### Text provided
It is admitted by a stipulation on file that claimant has received the sum of Five Hundred Seven ($507.00) Dollars but has not received the additional amount of Seventy-nine and 46/100 ($79.46) Dollars which is asked.

The Attorney General’s office contends that when claimant’s bid of Five Hundred Seven ($507.00) Dollars was accepted, a binding- contract was created between claimant and respondent, and that upon delivery of the goods and the issuance of the warrant for the price bid, the contract was completely executed; that the claimant has been paid the con*451tract price and that the payment of any additional amount would violate the constitutional restriction imposed by Section 19 of Article 4, Illinois Constitution of 1870. This provision reads in part as follows:

"The General Assembly shall never grant or authorize extra compensation, fee or allowance to any * * contractor, after service has been rendered or a contract made, nor authorize the payment of any claim or part thereof, hereafter created against the State under any agreement or contract made without express authority of law; and all such unauthorized agreements or contracts shall be null and void.”

The attempted increase of the purchase order was void and there is nothing in the record to support Mr. Bibo’s action in attempting to authorize same. Claimant herein contends that as the original contract was authorized by law, the restraint on payment set forth in the constitutional provision above quoted is not applicable. The law does not contemplate that bids may be made in one amount and then after having been accepted as the low bid, be increased and a larger amount paid, in the absence of a proper showing of a law permitting such increase.

We believe the constitutional provision to be applicable in the present case. Claimant cites the case of Rock Island Sand & Gravel Co. vs. State of Illinois, 8 C. C. R. 165 and quotes the following:

“Where the facts are undisputed that the State has received supplies as ordered by it and that such supplies were legally bought by the State and that a bill therefor was not presented before the lapse of the appropriation out of which such payment could be' made, and further that claimant has not permitted an unreasonable length of time to elapse in so failing to present the bill, an award for the amount due will be made by the Court of Claims. Shell Petroleum Corp. vs. State, 7 C. C. R. 224.”

One of the essentials in the allowance of claims under the above conditions is as above stated, “that claimant has not permitted an. unreasonable length of time to elapse in presenting its bill.” In the present case the record discloses that it was only after repeated requests by letter and telegram that respondent was able to obtain a bill for the merchandise in question. Had claimant not ignored such requests it might have obtained an adjustment of its account before the appropriations of the 1935-37 biennium lapsed. As to that, we cannot say, but as the matter now stands before this court, no award can be legally made. Award denied and claim dismissed.

(Point localization data)

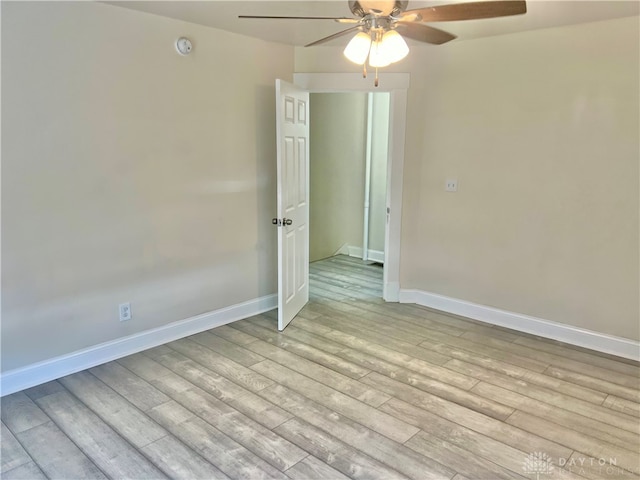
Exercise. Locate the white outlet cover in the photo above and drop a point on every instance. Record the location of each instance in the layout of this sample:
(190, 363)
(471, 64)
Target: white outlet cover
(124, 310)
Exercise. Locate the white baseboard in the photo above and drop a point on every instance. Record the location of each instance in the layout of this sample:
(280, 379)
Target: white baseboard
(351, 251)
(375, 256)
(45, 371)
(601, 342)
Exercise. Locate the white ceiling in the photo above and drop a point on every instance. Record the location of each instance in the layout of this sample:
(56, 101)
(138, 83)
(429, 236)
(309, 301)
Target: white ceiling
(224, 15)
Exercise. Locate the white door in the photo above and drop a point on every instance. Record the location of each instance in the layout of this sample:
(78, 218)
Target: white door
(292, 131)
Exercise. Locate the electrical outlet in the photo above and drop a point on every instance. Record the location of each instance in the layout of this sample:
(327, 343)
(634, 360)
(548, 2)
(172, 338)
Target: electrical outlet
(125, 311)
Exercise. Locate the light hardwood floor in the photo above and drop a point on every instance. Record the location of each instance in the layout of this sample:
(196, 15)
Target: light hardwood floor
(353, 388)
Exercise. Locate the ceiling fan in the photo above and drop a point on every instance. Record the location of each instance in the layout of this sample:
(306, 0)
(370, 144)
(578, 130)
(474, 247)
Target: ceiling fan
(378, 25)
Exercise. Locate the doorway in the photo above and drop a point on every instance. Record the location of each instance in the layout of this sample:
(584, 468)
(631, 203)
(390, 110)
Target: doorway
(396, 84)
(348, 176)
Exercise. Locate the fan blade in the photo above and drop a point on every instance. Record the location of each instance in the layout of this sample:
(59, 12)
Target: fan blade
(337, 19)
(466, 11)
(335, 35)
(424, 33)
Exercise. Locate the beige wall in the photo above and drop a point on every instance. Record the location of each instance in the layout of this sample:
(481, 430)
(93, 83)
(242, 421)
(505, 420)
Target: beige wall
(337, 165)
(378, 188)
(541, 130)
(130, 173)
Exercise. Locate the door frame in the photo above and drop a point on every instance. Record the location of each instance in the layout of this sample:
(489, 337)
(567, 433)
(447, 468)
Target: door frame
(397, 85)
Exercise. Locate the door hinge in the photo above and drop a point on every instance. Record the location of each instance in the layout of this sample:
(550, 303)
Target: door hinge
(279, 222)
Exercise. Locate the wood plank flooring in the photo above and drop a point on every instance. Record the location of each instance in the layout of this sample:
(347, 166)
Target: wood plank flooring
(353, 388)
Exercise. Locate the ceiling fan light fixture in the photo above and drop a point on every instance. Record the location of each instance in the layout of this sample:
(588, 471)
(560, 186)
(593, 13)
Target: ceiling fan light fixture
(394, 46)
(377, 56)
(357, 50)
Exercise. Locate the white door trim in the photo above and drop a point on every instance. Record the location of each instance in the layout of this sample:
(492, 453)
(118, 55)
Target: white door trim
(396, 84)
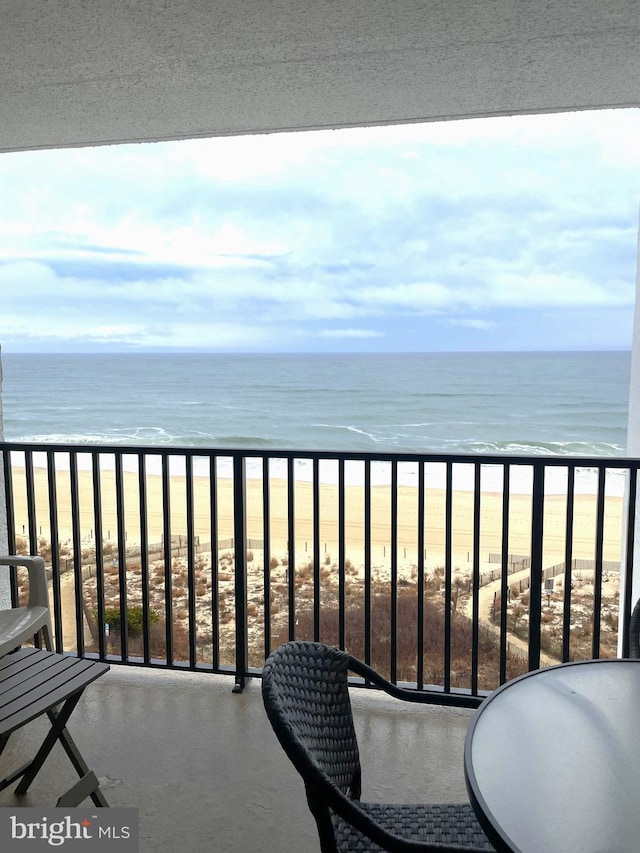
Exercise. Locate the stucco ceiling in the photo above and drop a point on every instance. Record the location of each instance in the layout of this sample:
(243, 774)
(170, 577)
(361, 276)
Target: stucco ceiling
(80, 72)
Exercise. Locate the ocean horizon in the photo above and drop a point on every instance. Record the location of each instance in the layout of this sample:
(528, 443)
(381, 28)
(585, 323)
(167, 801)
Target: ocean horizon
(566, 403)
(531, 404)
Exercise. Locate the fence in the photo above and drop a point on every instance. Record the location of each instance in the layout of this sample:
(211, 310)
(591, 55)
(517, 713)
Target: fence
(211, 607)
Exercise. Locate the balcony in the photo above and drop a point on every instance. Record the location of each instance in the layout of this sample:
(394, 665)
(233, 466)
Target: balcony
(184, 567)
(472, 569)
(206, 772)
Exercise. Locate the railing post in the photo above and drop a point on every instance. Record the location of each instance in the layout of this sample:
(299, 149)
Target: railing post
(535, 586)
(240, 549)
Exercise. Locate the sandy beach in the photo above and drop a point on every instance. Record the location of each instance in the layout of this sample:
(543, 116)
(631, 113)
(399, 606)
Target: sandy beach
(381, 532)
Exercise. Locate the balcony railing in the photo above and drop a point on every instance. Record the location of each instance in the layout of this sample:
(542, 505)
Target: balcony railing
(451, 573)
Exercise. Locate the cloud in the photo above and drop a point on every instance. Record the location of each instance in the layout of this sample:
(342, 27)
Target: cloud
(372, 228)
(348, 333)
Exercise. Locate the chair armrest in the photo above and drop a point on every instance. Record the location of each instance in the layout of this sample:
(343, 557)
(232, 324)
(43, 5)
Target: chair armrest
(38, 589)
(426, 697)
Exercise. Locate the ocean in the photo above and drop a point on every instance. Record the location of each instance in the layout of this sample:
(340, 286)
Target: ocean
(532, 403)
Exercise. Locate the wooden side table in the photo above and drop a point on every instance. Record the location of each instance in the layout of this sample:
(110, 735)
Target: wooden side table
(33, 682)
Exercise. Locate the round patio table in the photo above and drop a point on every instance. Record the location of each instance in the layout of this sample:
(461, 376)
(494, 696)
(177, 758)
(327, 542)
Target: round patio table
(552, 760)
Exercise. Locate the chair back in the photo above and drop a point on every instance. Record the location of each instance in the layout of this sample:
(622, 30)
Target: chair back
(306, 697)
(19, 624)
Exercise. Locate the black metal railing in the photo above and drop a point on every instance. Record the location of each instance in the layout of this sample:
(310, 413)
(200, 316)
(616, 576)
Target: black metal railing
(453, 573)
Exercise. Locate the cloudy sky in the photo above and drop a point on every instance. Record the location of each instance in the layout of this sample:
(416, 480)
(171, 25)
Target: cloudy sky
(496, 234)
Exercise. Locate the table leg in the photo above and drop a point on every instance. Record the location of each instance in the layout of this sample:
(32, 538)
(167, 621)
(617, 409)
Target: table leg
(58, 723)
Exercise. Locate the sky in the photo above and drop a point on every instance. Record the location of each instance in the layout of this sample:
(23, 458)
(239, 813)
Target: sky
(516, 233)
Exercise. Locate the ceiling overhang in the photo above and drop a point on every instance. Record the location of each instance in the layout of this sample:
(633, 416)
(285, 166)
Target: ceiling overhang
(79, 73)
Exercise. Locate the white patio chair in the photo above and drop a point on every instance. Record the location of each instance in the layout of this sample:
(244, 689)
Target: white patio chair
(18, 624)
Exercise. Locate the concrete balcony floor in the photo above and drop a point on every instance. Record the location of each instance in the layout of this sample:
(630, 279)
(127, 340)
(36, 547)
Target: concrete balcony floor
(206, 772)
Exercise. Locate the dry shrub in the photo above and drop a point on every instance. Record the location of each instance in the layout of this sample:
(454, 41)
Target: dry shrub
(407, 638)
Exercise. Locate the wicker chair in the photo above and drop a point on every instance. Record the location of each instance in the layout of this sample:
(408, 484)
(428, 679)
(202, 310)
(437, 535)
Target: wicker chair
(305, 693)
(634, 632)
==
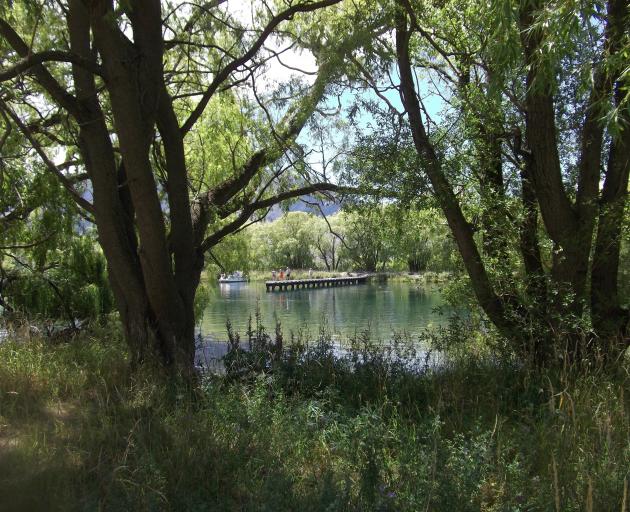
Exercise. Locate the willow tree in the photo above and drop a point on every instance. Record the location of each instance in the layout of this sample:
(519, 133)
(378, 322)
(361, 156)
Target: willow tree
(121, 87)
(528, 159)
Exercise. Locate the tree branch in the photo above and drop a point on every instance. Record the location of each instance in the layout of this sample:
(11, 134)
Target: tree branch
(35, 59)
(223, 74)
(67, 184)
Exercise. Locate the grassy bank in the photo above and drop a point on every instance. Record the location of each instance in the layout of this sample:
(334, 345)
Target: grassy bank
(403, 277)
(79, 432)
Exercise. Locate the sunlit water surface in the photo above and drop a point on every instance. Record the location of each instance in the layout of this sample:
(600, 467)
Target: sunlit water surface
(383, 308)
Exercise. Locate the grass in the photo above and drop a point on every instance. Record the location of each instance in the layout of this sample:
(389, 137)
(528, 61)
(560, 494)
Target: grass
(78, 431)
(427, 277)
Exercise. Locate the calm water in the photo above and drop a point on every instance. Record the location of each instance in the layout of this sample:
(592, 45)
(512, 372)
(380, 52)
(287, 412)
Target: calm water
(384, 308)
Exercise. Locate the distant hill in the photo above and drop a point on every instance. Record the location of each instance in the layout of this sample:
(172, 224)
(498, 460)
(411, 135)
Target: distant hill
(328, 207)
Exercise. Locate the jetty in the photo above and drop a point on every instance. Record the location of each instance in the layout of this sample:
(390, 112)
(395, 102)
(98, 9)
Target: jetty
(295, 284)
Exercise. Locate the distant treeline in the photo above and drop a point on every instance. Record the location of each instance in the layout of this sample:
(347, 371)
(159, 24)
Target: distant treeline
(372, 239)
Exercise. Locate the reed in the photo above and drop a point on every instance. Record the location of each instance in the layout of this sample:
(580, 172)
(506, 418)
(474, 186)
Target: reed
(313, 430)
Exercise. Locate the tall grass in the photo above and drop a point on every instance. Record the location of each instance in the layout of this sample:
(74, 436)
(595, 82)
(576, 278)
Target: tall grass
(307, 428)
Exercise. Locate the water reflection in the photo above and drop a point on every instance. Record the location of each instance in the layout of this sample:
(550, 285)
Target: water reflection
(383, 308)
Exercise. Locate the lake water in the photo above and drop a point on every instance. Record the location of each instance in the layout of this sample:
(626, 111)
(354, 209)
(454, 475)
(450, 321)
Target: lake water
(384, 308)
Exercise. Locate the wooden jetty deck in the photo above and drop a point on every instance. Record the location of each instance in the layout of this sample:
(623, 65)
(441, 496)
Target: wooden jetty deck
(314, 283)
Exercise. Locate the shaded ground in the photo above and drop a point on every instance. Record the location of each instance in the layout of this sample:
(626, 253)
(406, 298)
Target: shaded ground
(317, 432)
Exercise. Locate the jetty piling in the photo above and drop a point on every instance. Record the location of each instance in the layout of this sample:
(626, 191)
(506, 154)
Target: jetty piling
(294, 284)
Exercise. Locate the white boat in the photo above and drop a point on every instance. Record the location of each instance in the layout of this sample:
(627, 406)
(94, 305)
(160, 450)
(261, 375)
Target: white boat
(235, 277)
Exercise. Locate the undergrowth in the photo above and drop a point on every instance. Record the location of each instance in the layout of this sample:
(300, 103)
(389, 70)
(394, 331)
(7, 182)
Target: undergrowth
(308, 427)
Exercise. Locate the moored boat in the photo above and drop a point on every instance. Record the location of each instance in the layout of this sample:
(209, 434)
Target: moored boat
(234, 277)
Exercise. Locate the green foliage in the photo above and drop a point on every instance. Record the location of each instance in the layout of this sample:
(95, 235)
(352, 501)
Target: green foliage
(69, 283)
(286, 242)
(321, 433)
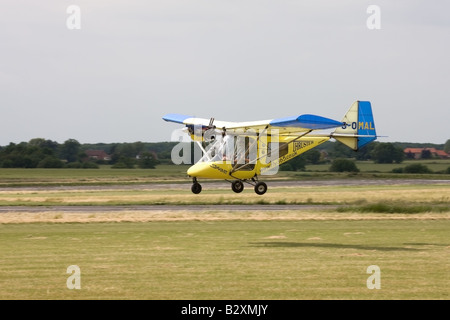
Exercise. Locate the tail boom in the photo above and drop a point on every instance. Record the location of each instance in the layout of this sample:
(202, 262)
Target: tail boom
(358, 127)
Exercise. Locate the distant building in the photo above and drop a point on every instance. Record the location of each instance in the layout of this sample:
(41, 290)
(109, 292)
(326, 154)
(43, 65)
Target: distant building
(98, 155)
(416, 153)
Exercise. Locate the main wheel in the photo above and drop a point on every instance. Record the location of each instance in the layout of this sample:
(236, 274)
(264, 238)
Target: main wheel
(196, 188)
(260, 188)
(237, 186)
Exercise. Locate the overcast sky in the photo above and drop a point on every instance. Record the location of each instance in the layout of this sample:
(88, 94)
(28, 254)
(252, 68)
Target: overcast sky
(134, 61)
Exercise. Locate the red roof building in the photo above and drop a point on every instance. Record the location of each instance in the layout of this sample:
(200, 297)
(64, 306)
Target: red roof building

### Assignment
Answer these questions about the court opinion:
(a) What sum has the claimant received, and what additional amount does the claimant ask for?
(b) Which constitutional provision does the Attorney General's office say the payment would violate?
(c) According to the record, how did the respondent obtain a bill for the merchandise?

### Reply
(a) The claimant has received $507.00 and asks for an additional $79.46.
(b) Section 19 of Article 4 of the Illinois Constitution of 1870.
(c) The respondent obtained the bill only after repeated requests by letter and telegram.